_Given problem A_
In the humor piece below about Christmas parades and Santa's lap, what does the author name as a favorite Christmas event?
_Given problem B_
Continue the humor piece below about Christmas parades and Santa's lap, picking up after its final sentence.

_Extract to read_
Unequivocally Ambiguous

Humorous Stories on Parenting, Culture and Life

Go On, Sit on His Lap!

by | Dec 15, 2023 | Parenting | 0 comments

Parenting and Surviving Christmas Parades and Santa’s Lap

Photo by author. Calistoga, CA. 

Our Christmas schedule is always jam-packed for our daughters.

We watch Santa’s arrival by boat, a lighted tractor parade, a lighted boat parade; we buy a live tree, we decorate it, we celebrate Noche Buena on Christmas Eve because I’m brown, and then we celebrate Christmas day with my wife’s family because she is white and then we end it all with seven days on the beaches of Quintana Roo, Mexico because my life is good.

That’s on top of the regular stresses of the season, like seeing our family, making gingerbread houses, and spending countless hours buying gifts people will end up donating next spring cleaning.

My favorite Christmas event is Calistoga’s tractor parade. We get a hotel and get there early so we can walk around town and enjoy some of the other activities, like their Christmas fair at Pioneer Park.

As we were walking through the fair this year, my wife, Justine, said, “Oh, look, a cakewalk.”

For the first time, as an English-as-second-language speaker, I realized that I actually did not know what a cakewalk was. A cakewalk is very similar to musical chairs, except that in the end, you need to be standing on a number, and if that number is called out, then you win the cake.

A cakewalk did not seem easy. You know what’s easy? A cake run. You run to the store to buy a cake with your money like an adult. That’s easy!

This same fair had a tent with Santa in which kids could take a picture. We asked our oldest if she wanted to take her picture with Santa, and she said no.

This was a huge relief for me since I feel uncomfortable with the whole thing. Here I’m ingraining in my toddler really early on, “Go on, sit on this stranger’s lap. It’s okay. He has gifts.” Santa looks at them as if saying, “Yeah, little girl, sit on my lap, and I’ll grant you all your wishes,” which is not very different from Harvey Weinstein. Somehow Santa does not get canceled.

We make our way to the parade, and for one hour, the local vineyards, emergency responders, restaurants, spas, and farmers drive around this parade with vehicles representative of what they do, fully decked out and decorated with Christmas lights.

It is by far my favorite event of the season.

The only weird thing was this one guy on a giant John Deere utility tractor dressed as Santa. I am not making a comment on whether or not Santa can be a farmer. He only works one night of the year, and I don’t know what he does with the rest of his time.

I am also not making a comment on the noble profession of farming; we need farmers, or what else would we do with all of our disposable income if we didn’t use it to buy groceries?

My observation is that this guy’s Santa costume was terrifying. It was the nightmare before Christmas.

He looked like he had kidnapped Santa, skinned him, and wore his face while Santa was still held captive somewhere in the mountains inside a barrel of 2018 Cabernet Sauvignon.

We get back to our hotel room, get through our night routine, and we are able to have both of our daughters fall asleep at the same time, before nine, which, if you have ever traveled with young toddlers, is the holy grail.

But it wasn’t that easy.

My oldest, Jovie, snores like a sailor, and I snore like whatever snores louder than a sailor; I don’t know what, Sasquatch?

_Recorded information_
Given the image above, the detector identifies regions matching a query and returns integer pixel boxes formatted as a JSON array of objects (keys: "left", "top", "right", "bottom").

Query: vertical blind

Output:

_Output A_
Calistoga's tractor parade.

_Output B_
Justine can’t go to bed between the two tugboats communicating with each other, so she tosses and turns a little too indignant. I can feel that she is not sleeping, which I can tell, but I’m in that state of sleep where I can’t do anything about it or care.

Justine doesn’t get that she is no cake run to sleep next to. Once she falls asleep, she grinds her teeth, and it sounds like she is eating granola — if granola was made out of tacks, magnets, and paper clips.

Jovie wakes up at two in the morning and calls me over. I find her sitting on her bed, and she tells me matter of factly, “I have slept A LOT!!! I’m ready to go.”
“Jovie, it’s the middle of the night. Go to bed!” 

She falls asleep, and then at 3:30, her sister, Amelie, wakes up, stands on her travel crib, and starts crying for Justine. Jovie sits on her bed, and I stand in the middle of the room, not knowing who to go to first, and all I can think is of the New York Times bestselling parenting advice book, “Go the Fuck to Sleep!”

Amelie gets what she wants, which is to breastfeed with her mom, but even that only lasts a few minutes before she starts to cry. So, at 3:55 in the morning, we bundle up and go out the door for a walk so Justine and Jovie can sleep.

Once the frustration of waking up in the middle of the night wears off, I remember I always end up enjoying these quiet moments with Amélie. They are so intimate. Something we share as if no one in the world existed. Here we are, in a city of 6,000 residents, at four in the morning, but we were the only ones up and down the road looking at all the Christmas decorations that were still on from the night before.

One hour after walking, she is having more and more tantrums, but I can see her body is in shock, and she won’t go to bed. I put her in the car and go to the only place I can: the next city over because everything in this town is closed until seven in the morning.

If you have never been, Calistoga is up in the mountains, and the next town over, Santa Rosa, is a short seventeen miles away but through snaking roads with no shoulders and plenty of precipices to fall on and die and no one to find you.

As I am driving in the fog through the precipices, I am overtaken by this very rational fear that this is how I die. When people ask Justine how I am doing, she would say, “he died.”
“Oh my god, he died! How?”
“ Parenting.”
These other grieving faceless party would solemnly nod and say, “Parenting. That shit is lethal.” 

By a Christmas miracle, we survive and make it to Starbucks at five-thirty in the morning. I need a lot of coffee so I ordered a medium hot americano, a medium iced americano, and a kids’ oat milk steamer for Amelie.

The barista tells me it’s going to be a bit because her machines are waking up, which I find really annoying because the last thing I need is to know that the machine got more sleep than I did.

We get our drinks, and we sit at the table.

My daughter climbs on her seat, sits on her knees, reaches for the drink, and takes a sip. She closes her eyes, savors the moment, and says with her baby accent, “Hmmm, that’s good!”

And just like that, the remaining frustration of getting no sleep and waking up at three melts away.

All the crazy is justified because she knows how to be so stinking adorable, and with one comment, she can disarm me.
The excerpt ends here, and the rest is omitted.